- _TO BE DONE_
Duplicate the lines of the rows word for word, starting at the line that contains "If you would be willing to indicate the palm tree trunk" and running through the end of the rows, with both ends included. Copy only those lines.

- _Named-object pointing records_

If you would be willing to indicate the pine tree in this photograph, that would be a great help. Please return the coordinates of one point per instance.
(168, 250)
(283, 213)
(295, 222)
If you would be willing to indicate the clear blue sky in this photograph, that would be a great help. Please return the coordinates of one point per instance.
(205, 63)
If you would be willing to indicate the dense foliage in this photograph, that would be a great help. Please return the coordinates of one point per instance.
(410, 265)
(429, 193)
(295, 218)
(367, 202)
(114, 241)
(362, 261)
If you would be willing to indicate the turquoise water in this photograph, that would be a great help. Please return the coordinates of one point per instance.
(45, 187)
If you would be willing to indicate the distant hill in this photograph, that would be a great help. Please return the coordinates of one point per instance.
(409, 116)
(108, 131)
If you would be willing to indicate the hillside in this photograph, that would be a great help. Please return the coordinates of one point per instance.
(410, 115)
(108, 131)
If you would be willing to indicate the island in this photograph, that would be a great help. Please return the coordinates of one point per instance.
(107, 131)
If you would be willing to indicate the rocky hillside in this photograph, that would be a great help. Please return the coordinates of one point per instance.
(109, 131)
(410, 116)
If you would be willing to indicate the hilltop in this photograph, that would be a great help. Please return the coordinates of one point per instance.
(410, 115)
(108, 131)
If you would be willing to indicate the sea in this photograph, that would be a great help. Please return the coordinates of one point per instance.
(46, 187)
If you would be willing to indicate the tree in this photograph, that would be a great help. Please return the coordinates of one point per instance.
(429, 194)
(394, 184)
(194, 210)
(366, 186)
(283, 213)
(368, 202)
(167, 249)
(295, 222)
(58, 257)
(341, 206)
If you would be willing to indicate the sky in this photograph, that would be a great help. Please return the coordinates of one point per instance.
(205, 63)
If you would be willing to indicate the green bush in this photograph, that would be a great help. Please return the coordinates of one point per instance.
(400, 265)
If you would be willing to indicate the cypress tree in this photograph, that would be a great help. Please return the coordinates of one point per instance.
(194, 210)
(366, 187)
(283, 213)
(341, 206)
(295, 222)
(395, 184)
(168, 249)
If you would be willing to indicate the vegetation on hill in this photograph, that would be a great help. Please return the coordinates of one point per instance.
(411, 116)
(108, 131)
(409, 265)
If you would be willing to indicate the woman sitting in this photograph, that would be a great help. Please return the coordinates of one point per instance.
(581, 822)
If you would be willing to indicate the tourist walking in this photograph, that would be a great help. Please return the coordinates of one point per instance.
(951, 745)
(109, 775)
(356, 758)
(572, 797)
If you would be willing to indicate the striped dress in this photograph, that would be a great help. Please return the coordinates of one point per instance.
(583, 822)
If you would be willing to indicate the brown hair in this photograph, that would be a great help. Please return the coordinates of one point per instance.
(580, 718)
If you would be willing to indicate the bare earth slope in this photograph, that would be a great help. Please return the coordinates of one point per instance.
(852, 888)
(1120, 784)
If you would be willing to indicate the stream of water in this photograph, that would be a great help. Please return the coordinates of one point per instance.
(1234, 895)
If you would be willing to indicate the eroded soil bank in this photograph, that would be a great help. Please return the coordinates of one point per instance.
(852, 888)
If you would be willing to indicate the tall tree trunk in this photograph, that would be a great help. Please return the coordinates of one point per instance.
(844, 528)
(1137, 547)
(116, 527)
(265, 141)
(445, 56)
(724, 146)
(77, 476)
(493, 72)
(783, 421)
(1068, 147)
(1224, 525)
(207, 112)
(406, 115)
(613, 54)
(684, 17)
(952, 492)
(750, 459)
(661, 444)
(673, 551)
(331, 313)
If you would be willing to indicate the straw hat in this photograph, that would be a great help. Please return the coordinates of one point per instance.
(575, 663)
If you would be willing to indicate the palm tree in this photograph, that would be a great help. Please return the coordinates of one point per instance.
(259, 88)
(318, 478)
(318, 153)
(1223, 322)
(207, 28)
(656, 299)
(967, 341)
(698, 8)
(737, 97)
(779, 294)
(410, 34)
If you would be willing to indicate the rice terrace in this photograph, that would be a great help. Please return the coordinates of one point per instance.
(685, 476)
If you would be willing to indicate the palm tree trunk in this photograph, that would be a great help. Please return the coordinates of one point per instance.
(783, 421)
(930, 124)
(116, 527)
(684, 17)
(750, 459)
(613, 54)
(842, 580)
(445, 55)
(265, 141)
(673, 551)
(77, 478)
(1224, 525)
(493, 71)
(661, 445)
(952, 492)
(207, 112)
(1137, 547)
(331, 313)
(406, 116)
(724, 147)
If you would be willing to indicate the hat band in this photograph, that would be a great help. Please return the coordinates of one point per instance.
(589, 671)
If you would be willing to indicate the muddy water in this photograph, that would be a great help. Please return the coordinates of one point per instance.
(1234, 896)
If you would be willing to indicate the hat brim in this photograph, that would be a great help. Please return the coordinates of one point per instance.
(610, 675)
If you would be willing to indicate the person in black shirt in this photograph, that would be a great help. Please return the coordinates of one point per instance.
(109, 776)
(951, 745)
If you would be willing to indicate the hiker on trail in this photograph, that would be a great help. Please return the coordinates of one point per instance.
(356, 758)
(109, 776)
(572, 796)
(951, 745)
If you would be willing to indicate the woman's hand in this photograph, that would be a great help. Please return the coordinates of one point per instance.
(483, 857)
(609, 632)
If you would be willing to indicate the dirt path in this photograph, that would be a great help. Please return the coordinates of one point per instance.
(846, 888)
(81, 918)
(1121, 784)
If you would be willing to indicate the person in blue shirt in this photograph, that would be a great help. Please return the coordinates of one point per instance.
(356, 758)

- _FULL ANSWER_
If you would be willing to indicate the palm tree trunk in this photograph, that would be a great help. Please return the coordinates of one point per instance.
(783, 421)
(930, 124)
(116, 527)
(684, 17)
(750, 459)
(613, 54)
(842, 580)
(445, 55)
(265, 141)
(673, 551)
(77, 478)
(1224, 525)
(493, 71)
(661, 445)
(952, 492)
(207, 112)
(1137, 547)
(331, 313)
(406, 116)
(724, 147)
If you would be willing to indicate the hat band in this photograph, that would be a great help. Please return the coordinates of one point per instance.
(589, 671)
If you would be willing to indicate the muddy water in this photograph, that would be a great help. Please return the coordinates of one point per instance.
(1234, 896)
If you would be willing to indicate the hat brim in this photograph, that would be a great help. Please return the coordinates of one point per instance.
(610, 675)
If you would be willing to indicate the person in black shirt in this photograph, that would be a great help. Please return the coordinates of one point per instance.
(109, 776)
(951, 745)
If you would be willing to indicate the hiker on trail in this photograph, that would be a great help. Please return the coordinates of one point per instance.
(356, 758)
(109, 776)
(572, 796)
(951, 745)
If you would be willing to indicate the woman's hand in this photograph, that would be a great help. Please return the coordinates of one point per instance.
(483, 857)
(609, 632)
If you would be willing to indicate the dirt path in this photograph, that would be a great help. Please return the coordinates of one point per instance.
(846, 888)
(81, 918)
(1121, 784)
If you would be willing to indicate the person in blue shirt in this photograph, that would be a great help. Please return the coordinates of one point per instance.
(356, 758)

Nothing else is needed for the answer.